# Instructions to follow
Please print all of the material below, word for word.

Source data
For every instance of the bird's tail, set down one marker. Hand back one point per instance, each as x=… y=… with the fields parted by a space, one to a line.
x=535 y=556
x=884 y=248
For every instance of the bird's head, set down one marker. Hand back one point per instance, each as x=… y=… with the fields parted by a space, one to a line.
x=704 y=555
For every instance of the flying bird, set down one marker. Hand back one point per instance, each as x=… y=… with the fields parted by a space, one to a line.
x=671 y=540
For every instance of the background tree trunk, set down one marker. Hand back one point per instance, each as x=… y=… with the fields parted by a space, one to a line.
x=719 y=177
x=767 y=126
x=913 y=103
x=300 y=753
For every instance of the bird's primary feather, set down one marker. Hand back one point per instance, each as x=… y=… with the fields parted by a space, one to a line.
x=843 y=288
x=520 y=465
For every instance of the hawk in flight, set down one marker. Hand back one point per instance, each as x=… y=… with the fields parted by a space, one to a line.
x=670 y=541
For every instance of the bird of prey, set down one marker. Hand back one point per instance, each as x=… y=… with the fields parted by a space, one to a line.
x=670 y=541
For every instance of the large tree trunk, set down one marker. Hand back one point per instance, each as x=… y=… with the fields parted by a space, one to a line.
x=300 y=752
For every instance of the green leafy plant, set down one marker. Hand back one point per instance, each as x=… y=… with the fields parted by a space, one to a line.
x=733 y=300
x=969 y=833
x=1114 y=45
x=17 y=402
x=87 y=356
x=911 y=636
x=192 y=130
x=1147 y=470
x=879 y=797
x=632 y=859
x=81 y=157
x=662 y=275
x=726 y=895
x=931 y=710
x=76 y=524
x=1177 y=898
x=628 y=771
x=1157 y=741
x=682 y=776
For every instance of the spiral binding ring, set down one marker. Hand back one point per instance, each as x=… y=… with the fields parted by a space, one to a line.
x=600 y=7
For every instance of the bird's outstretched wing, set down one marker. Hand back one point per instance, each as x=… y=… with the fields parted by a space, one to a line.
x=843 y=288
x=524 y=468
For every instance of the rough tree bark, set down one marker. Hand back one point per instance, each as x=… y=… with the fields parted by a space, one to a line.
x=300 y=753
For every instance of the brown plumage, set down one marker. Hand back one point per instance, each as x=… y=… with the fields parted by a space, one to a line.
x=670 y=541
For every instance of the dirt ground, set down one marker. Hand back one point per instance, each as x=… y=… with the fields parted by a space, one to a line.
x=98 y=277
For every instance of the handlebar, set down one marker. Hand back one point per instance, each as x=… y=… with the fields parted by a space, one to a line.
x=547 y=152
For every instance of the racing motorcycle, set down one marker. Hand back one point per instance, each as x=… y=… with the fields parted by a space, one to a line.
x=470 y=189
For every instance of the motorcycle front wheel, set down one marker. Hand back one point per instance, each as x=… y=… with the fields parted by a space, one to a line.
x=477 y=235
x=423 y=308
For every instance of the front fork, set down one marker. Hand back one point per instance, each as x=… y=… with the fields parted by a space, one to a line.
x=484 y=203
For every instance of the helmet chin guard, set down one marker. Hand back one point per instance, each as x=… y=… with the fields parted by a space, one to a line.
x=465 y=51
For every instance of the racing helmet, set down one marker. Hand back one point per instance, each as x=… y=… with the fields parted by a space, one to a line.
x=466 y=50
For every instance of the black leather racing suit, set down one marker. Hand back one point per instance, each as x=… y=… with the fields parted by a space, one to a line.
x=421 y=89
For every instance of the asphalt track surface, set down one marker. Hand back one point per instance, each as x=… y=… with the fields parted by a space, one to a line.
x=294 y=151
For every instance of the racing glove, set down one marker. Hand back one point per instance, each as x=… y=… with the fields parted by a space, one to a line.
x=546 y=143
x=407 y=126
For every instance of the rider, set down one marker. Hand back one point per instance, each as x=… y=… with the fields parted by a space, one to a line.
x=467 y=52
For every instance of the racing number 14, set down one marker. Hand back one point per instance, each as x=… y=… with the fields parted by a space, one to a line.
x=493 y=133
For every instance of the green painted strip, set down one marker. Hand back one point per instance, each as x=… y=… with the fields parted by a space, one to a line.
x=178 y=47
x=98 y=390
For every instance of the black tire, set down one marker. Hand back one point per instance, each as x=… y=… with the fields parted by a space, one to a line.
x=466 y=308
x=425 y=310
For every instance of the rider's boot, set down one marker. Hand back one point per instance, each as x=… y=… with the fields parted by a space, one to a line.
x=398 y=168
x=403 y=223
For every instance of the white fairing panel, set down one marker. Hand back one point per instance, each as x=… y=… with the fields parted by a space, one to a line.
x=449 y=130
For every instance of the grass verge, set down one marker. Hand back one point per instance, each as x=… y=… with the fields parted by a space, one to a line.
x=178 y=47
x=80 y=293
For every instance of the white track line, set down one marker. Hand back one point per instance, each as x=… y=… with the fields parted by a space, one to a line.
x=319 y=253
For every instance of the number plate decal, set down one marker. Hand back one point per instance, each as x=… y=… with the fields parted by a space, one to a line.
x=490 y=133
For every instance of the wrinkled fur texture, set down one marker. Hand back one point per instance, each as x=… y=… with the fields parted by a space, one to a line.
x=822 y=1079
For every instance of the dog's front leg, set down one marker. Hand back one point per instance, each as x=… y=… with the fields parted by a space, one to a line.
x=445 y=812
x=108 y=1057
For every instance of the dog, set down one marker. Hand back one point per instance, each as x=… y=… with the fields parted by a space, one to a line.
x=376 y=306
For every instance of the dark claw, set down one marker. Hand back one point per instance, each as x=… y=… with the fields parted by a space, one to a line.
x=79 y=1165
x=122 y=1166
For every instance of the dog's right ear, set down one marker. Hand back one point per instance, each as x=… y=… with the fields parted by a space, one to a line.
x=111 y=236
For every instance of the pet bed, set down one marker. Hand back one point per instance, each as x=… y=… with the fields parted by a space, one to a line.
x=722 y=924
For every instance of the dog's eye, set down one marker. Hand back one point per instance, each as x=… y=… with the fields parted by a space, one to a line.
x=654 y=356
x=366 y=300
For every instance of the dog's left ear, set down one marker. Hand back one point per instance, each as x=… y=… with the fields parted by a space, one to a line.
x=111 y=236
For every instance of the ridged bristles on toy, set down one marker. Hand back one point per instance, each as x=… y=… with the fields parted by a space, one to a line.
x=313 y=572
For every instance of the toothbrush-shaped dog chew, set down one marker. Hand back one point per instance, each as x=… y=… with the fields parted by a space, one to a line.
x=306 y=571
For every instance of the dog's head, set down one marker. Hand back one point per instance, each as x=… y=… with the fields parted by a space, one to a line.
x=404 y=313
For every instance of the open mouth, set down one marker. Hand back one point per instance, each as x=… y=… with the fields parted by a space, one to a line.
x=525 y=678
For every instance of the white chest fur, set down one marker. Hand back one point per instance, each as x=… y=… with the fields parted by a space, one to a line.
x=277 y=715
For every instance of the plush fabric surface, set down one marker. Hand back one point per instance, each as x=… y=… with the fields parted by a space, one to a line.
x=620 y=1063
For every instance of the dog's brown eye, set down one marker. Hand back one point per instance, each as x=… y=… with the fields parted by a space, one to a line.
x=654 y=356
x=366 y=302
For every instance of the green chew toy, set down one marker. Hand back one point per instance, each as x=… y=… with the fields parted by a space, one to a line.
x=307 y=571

# Answer to this task
For every instance of the bird's tail, set down one marker. Hand back one point per instance, each as x=… y=… with the fields parted by a space, one to a line.
x=535 y=556
x=884 y=248
For every instance of the bird's head, set down one marker. Hand back one point per instance, each as x=… y=… with the fields parted by a space, one to a line.
x=704 y=555
For every instance of the flying bird, set down one marker. Hand back one point per instance, each as x=… y=… with the fields parted by a space, one to a line.
x=671 y=540
For every instance of the background tree trunk, set down one marker. Hand back one point per instance, each as x=… y=… with the fields parted by a space, one to a line.
x=719 y=177
x=767 y=126
x=913 y=103
x=300 y=753
For every instance of the bird's primary feather, set down one marker. Hand back one point per instance, each as x=… y=… with the fields parted by a space, one to a line.
x=843 y=288
x=520 y=465
For every instance of the hawk in flight, set down one marker. Hand back one point per instance, each as x=… y=… with the fields parted by a space, one to a line.
x=670 y=541
For every instance of the bird of prey, set down one marker. Hand back one point per instance, each as x=… y=… with the fields parted by a space, one to a line.
x=670 y=541
For every instance of the large tree trunk, set down one marker. Hand back one point per instance, each as x=… y=… with the fields parted by a space, one to a line.
x=300 y=752
For every instance of the green leafy plant, set down one marker. Hand back one point per instance, each as x=… y=… with the fields parted by a space, one to a line.
x=733 y=300
x=969 y=833
x=1114 y=45
x=17 y=402
x=87 y=356
x=911 y=636
x=192 y=130
x=1147 y=470
x=879 y=797
x=632 y=859
x=81 y=157
x=662 y=275
x=726 y=895
x=931 y=710
x=76 y=524
x=1177 y=898
x=628 y=771
x=1157 y=741
x=682 y=776
For every instance of the spiral binding ring, set down one marker. Hand back one point per instance, each as x=… y=… with the fields parted by a space, one to a line.
x=600 y=7
For every instance of the bird's outstretched wing, set down one marker. Hand back one point per instance, each as x=… y=… with the fields parted by a space, one to a line.
x=843 y=288
x=524 y=468
For every instance of the rough tree bark, set down one marker. Hand back one point per instance, each as x=… y=… with the fields parted by a space, one to a line.
x=300 y=753
For every instance of the brown plumage, set down one marker. Hand back one point per instance, each as x=… y=… with the fields parted by a space, one to a line.
x=670 y=541
For every instance of the dirt ground, set down one marker. Hand back one point per instance, each as x=… y=… with the fields parted by a space, one to a line.
x=98 y=277
For every instance of the handlebar, set down one marker. Hand back one point per instance, each as x=… y=… with the fields parted by a space, one to a line.
x=547 y=152
For every instance of the racing motorcycle, set down one marker. Hand back one point per instance, each as x=… y=… with the fields parted by a space, one to a line.
x=470 y=189
For every instance of the motorcycle front wheel, set down one marker. Hand back one point per instance, each as x=… y=… with the fields parted by a space, one to a line.
x=477 y=235
x=423 y=308
For every instance of the front fork, set down one marker. Hand back one point per instance, each as x=… y=… with the fields parted by a space, one to a line.
x=484 y=203
For every instance of the helmet chin guard, set down one marker. Hand back one point per instance, each as x=… y=… with the fields parted by a space, one to a line.
x=465 y=51
For every instance of the racing helmet, set down one marker. Hand back one point per instance, each as x=… y=… with the fields parted by a space, one to a line.
x=466 y=50
For every instance of the black leather racing suit, set down one marker. Hand back one point per instance, each as x=… y=… with the fields parted by a space, one to a line.
x=421 y=89
For every instance of the asphalt track surface, set down one marker. Hand back one point per instance, each as x=… y=… with the fields parted by a space, one to a line.
x=294 y=151
For every instance of the racing glove, set down one marker. Hand back one point per instance, each as x=… y=… with the fields parted by a space, one to a line.
x=546 y=143
x=407 y=126
For every instance of the rider, set down one marker. Hand back one point per instance, each as x=… y=… with the fields parted by a space, one to a line.
x=467 y=52
For every instance of the racing number 14, set down one marker. Hand back one point per instance, each as x=… y=… with the fields parted by a space, one to a line.
x=493 y=133
For every instance of the green painted strip, set down one marker. Hand back one point per instance, each as x=… y=… with the fields parted by a space, one to a line.
x=178 y=47
x=98 y=390
For every instance of the black tire, set down one marker. Hand back one point per instance, each as x=… y=… with the fields parted by a space, one to a line.
x=466 y=308
x=425 y=310
For every instance of the rider's boot, set down one marker. Hand back one point per instance, each as x=… y=… with the fields parted by a space, one to a line.
x=398 y=168
x=403 y=223
For every instance of the white fairing panel, set down one marker. Hand back one point per instance, each as x=… y=… with the fields parted by a space, one to a line.
x=449 y=130
For every instance of the grass verge, set down one marker. Hand back one point per instance, each as x=… y=… with the fields parted by a space, one to a line.
x=178 y=47
x=80 y=293
For every instance of the white track line, set down one marker. Hand back one point per instance, each as x=… y=… with the fields parted by a space, one to a line.
x=319 y=253
For every instance of the number plate decal, set down one marker. Hand back one point per instance, each as x=… y=… with the fields parted by a space, one to a line.
x=490 y=133
For every instance of the wrinkled fur texture, set down one marker. Hand back one point per instance, each as x=… y=… with the fields parted by a space, one to a line.
x=822 y=1079
For every instance of the dog's front leg, set down one marker. Hand back one point per instance, each as x=… y=… with the fields parted by a space, one to a line.
x=445 y=812
x=108 y=1057
For every instance of the dog, set down one marker. Hand back one point per instance, each as x=… y=… with the fields parted by a space, one to a line.
x=376 y=306
For every instance of the dark claw, set down one marker. Hand back one point per instance, each as x=… y=… with the fields parted by a space, one to a line.
x=79 y=1165
x=122 y=1166
For every instance of the dog's right ear, set down one marker. Hand back one point per instance, each as x=… y=… with the fields parted by a space, one to a line.
x=111 y=236
For every instance of the pet bed, set down one marker. Hand back one point per instance, each as x=… y=… with the fields parted by a space, one to a line.
x=722 y=924
For every instance of the dog's eye, set down one marker. Hand back one point per instance, each as x=… y=… with the fields parted by a space, one to a line.
x=654 y=356
x=366 y=300
For every instance of the dog's left ear, set down one marker. Hand back one point per instance, each as x=… y=… with the fields parted by a space, one to a line.
x=111 y=236
For every instance of the ridged bristles on toy, set down one marker. Hand back one point per instance, each as x=… y=… with the fields parted by a space, one to a line.
x=313 y=572
For every instance of the toothbrush-shaped dog chew, set down one marker. Hand back one point per instance, each as x=… y=… with the fields parted by a space, one to a line.
x=306 y=571
For every instance of the dog's head, set down one marker. Hand back one point per instance, each as x=… y=… with the fields parted by a space, one to a line.
x=404 y=313
For every instance of the open mouth, set down one marker. Hand back one point per instance, each as x=… y=… with the fields parted by a space, one to a line.
x=525 y=678
For every instance of the white chest fur, set down one marker. Hand back one point per instance, each as x=… y=… with the fields parted by a space, one to a line.
x=277 y=715
For every instance of the plush fabric surface, set down one marker. Hand back one point per instance, each as x=… y=… with the fields parted by a space, one to a line.
x=620 y=1063
For every instance of the dog's brown eye, set down one marker. Hand back one point per instance, each as x=… y=… with the fields parted by a space, one to a line.
x=654 y=356
x=366 y=302
For every instance of the green chew toy, set down one marker. Hand back one point per instance, each as x=… y=… with the fields parted by a space, one to a line.
x=307 y=571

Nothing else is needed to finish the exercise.